▶ Task directions
Reproduce the passage on mast cell development and postnatal immune maturation in full, word for word.

Adult mucosal tissues contain discrete populations of mucosal mast cells (MMCs) and connective tissue mast cells (CTMCs), respectively, within epithelia and underlying lamina propria. No direct information is available on the ontogeny of these mast cells (MCs) in human tissues, but indirect evidence suggests that they seed into gut tissues during infancy in response to local inflammatory stimulation. Our group has examined the kinetics of postnatal development of MCs in the rat respiratory tract, and has reported that both MMC and CTMC populations develop slowly between birth and weaning. MC-derived proteases appear transiently in serum around the time of weaning in the rat, suggesting that the immature MC populations may be unstable or are undergoing local stimulation at this time, and a similar transient peak of MC tryptase is observed in human serum during infancy.


Direct functional studies on MCs from immature subjects are lacking. However, a 2001 report employed oligonucleotide microarray technology to examine IL-4-induced gene expression in cultured MCs derived from cord blood versus adult peripheral blood; the results indicate that expression of FcεR1α is 10-fold higher in adult-derived MCs. This suggests that during infancy the capacity to express IgE-mediated immunity may be restricted, but confirmation of this possibility must await further detailed studies.




Postnatal Maturation of Immune Functions and Allergic Sensitization


Studies from a number of groups have highlighted the importance of the early postnatal period in relation to the development of long-lasting response patterns to environmental allergens. In particular, it is becoming clear that initial priming of the naïve immune system typically occurs before weaning and may consolidate into stable immunologic memory before the end of the preschool years. Given that the underlying immunologic processes involve coordinated operation of the full gamut of innate and adaptive immune mechanisms, issues relating to developmentally determined functional competence during this life phase may be predicted to be of major importance.

▶ Data shown
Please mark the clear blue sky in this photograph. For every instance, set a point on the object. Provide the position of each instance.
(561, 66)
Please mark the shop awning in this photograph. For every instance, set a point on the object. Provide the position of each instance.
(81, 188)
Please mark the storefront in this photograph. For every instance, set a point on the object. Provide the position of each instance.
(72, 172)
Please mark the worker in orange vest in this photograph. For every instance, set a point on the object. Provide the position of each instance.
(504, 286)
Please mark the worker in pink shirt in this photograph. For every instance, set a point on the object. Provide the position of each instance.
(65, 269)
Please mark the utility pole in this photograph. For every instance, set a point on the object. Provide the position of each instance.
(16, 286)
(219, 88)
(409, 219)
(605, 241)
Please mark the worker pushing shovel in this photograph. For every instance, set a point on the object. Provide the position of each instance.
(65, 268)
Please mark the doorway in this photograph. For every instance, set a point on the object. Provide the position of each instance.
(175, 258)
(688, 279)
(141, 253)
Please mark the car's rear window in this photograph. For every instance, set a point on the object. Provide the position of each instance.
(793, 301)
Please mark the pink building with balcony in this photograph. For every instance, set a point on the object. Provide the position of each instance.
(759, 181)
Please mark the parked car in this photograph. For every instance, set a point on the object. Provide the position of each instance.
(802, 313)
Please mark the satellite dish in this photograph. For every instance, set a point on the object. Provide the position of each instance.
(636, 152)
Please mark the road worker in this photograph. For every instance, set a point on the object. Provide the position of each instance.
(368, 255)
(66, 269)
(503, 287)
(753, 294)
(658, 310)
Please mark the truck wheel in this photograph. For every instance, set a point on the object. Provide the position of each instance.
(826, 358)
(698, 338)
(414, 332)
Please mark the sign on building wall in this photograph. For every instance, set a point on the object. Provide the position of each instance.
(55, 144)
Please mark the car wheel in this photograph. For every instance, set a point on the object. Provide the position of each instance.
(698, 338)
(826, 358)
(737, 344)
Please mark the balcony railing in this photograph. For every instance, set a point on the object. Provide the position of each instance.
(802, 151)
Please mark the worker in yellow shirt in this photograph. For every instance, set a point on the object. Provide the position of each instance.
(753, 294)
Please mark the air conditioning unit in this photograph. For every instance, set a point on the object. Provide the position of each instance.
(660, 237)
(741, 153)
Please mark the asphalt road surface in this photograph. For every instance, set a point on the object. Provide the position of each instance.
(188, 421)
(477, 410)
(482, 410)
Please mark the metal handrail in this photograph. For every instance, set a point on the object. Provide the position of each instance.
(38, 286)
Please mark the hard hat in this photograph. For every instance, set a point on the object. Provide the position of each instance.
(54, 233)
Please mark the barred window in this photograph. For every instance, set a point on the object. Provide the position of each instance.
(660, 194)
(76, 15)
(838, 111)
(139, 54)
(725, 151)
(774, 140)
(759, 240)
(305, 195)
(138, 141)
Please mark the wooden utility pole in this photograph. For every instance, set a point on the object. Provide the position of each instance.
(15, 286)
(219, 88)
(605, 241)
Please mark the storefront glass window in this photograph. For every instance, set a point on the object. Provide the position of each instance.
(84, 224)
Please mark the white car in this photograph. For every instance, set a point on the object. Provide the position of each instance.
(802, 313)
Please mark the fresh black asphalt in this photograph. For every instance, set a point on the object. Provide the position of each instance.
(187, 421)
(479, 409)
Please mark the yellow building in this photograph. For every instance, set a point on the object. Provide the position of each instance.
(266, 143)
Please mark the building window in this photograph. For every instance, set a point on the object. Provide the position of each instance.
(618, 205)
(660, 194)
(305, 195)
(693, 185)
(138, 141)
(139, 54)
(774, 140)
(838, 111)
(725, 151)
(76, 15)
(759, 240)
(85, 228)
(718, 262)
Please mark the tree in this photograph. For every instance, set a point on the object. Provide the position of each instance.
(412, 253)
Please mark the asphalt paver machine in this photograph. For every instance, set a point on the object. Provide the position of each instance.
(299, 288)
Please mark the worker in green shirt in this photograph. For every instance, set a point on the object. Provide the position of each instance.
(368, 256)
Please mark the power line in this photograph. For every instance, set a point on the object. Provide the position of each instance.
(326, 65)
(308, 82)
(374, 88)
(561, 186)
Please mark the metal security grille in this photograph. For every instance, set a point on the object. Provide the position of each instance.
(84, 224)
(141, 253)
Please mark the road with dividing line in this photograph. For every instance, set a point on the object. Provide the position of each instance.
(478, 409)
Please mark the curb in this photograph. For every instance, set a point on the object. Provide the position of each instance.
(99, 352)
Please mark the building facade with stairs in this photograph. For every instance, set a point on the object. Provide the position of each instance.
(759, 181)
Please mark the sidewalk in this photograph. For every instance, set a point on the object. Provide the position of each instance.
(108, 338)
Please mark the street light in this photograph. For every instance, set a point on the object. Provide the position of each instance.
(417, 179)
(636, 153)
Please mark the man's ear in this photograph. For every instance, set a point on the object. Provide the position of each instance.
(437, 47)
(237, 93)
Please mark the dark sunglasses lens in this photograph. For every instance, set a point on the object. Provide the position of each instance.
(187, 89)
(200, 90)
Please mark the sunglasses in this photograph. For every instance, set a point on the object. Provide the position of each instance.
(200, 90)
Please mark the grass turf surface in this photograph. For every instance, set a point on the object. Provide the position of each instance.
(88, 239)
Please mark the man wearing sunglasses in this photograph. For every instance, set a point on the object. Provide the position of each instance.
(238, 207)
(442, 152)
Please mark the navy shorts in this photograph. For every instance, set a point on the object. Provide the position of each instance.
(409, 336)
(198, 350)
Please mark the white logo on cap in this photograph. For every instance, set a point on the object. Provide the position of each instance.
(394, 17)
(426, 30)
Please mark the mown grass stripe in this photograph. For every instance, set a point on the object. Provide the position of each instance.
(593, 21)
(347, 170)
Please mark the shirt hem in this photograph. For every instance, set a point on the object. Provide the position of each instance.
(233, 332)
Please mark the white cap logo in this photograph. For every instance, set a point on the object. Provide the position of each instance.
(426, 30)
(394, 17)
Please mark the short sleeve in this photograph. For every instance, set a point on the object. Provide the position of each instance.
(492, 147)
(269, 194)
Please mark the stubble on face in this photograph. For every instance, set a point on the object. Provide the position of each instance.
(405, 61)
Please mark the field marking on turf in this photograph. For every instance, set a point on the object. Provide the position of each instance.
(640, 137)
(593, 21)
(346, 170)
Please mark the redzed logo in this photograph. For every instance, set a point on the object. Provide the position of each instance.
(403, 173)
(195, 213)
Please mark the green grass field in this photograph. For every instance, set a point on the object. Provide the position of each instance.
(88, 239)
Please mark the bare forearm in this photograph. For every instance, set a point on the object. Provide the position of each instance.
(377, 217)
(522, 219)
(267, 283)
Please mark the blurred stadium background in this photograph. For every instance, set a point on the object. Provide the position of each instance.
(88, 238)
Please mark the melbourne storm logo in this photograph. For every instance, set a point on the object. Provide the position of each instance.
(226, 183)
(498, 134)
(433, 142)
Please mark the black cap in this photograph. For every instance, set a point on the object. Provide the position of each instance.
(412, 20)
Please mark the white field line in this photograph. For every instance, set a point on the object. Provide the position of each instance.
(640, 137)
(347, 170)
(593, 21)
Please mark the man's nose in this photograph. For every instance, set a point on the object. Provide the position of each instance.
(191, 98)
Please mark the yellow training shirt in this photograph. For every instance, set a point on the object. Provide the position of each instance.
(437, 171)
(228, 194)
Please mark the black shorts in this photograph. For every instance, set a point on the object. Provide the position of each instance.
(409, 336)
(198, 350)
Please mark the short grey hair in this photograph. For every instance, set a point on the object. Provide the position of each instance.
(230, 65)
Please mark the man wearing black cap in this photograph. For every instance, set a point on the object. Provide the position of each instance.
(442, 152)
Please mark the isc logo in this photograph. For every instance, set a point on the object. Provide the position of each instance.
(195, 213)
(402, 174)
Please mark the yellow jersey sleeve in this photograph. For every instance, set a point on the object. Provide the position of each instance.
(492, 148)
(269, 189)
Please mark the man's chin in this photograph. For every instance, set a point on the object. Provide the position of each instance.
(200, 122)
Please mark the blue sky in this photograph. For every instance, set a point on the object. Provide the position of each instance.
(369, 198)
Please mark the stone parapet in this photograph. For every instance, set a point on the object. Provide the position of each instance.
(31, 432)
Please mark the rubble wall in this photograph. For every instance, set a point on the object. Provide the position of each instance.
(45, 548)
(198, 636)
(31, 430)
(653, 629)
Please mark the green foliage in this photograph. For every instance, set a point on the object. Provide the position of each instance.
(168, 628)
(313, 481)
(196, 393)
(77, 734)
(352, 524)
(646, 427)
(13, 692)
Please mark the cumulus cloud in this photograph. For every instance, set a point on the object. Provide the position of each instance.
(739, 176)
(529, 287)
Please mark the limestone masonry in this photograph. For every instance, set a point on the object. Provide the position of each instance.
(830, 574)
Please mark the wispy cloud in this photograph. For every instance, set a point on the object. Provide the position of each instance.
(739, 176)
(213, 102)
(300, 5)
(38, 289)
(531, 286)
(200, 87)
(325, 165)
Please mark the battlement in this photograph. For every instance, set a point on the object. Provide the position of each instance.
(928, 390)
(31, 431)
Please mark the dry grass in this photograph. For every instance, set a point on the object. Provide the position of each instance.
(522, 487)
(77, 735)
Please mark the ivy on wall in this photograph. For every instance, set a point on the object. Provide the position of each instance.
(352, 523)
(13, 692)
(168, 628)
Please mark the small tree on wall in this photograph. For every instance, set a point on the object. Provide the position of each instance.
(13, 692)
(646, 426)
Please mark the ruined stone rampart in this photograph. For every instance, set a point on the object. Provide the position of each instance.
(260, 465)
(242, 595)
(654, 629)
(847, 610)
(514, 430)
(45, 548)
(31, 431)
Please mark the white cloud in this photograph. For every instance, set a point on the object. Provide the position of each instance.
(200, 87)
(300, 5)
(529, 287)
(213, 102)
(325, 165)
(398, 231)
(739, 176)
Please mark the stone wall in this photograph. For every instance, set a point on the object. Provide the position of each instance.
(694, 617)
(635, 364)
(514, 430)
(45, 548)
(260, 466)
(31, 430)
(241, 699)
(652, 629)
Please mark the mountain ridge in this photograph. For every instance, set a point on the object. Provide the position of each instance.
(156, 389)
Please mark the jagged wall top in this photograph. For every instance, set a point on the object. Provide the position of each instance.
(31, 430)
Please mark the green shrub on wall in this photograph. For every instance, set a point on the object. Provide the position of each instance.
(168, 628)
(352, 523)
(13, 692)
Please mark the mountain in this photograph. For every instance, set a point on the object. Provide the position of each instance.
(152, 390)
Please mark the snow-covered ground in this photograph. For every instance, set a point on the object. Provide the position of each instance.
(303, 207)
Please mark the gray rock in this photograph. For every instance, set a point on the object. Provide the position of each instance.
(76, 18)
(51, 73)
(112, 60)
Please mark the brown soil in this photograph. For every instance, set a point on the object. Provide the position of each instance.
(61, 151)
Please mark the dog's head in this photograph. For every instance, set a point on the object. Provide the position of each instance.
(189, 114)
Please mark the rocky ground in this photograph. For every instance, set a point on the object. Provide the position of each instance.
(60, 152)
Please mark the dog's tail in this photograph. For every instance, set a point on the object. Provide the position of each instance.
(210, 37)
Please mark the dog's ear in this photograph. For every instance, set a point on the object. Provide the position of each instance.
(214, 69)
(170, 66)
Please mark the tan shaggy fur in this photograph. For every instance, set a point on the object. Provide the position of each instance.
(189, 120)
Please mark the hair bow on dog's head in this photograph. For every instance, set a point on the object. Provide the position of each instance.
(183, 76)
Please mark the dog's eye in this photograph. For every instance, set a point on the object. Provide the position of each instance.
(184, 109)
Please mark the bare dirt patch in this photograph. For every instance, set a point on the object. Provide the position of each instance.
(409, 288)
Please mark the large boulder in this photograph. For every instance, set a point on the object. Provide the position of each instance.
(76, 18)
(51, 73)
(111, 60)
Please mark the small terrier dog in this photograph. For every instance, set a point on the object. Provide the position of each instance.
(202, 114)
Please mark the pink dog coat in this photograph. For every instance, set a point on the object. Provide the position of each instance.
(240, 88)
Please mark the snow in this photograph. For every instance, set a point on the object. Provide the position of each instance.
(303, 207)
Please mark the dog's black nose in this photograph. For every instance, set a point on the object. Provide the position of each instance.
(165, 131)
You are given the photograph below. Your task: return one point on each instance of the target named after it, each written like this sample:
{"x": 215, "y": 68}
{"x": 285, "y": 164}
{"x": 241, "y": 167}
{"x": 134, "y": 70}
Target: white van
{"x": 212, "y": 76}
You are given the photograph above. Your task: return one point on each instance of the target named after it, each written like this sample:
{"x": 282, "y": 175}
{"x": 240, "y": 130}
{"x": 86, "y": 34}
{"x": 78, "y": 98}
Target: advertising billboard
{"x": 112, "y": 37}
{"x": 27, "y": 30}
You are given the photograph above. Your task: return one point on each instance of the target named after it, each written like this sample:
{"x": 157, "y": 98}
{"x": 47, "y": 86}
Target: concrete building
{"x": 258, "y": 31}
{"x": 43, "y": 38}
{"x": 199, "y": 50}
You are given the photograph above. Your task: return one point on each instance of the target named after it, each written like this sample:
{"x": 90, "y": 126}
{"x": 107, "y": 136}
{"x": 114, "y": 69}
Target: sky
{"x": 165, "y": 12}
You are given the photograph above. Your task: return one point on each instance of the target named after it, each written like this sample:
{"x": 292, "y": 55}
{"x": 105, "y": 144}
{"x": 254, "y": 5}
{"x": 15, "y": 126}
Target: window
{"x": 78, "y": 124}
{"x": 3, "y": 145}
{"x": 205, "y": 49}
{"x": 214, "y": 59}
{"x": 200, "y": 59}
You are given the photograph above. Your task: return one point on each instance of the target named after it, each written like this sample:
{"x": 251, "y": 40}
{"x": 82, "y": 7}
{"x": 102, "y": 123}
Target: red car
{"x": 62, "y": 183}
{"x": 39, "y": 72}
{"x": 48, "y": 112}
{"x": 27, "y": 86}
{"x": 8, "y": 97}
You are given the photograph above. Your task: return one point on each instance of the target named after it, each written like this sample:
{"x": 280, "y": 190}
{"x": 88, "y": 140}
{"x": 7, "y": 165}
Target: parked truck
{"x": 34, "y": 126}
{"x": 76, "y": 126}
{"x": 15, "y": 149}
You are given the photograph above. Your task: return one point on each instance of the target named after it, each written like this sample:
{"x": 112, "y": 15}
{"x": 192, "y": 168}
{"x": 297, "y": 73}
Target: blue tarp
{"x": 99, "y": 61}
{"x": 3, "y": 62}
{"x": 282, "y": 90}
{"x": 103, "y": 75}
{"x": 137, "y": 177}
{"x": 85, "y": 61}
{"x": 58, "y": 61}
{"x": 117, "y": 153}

▶ Task response
Adult mucosal tissues contain discrete populations of mucosal mast cells (MMCs) and connective tissue mast cells (CTMCs), respectively, within epithelia and underlying lamina propria. No direct information is available on the ontogeny of these mast cells (MCs) in human tissues, but indirect evidence suggests that they seed into gut tissues during infancy in response to local inflammatory stimulation. Our group has examined the kinetics of postnatal development of MCs in the rat respiratory tract, and has reported that both MMC and CTMC populations develop slowly between birth and weaning. MC-derived proteases appear transiently in serum around the time of weaning in the rat, suggesting that the immature MC populations may be unstable or are undergoing local stimulation at this time, and a similar transient peak of MC tryptase is observed in human serum during infancy.


Direct functional studies on MCs from immature subjects are lacking. However, a 2001 report employed oligonucleotide microarray technology to examine IL-4-induced gene expression in cultured MCs derived from cord blood versus adult peripheral blood; the results indicate that expression of FcεR1α is 10-fold higher in adult-derived MCs. This suggests that during infancy the capacity to express IgE-mediated immunity may be restricted, but confirmation of this possibility must await further detailed studies.




Postnatal Maturation of Immune Functions and Allergic Sensitization


Studies from a number of groups have highlighted the importance of the early postnatal period in relation to the development of long-lasting response patterns to environmental allergens. In particular, it is becoming clear that initial priming of the naïve immune system typically occurs before weaning and may consolidate into stable immunologic memory before the end of the preschool years. Given that the underlying immunologic processes involve coordinated operation of the full gamut of innate and adaptive immune mechanisms, issues relating to developmentally determined functional competence during this life phase may be predicted to be of major importance.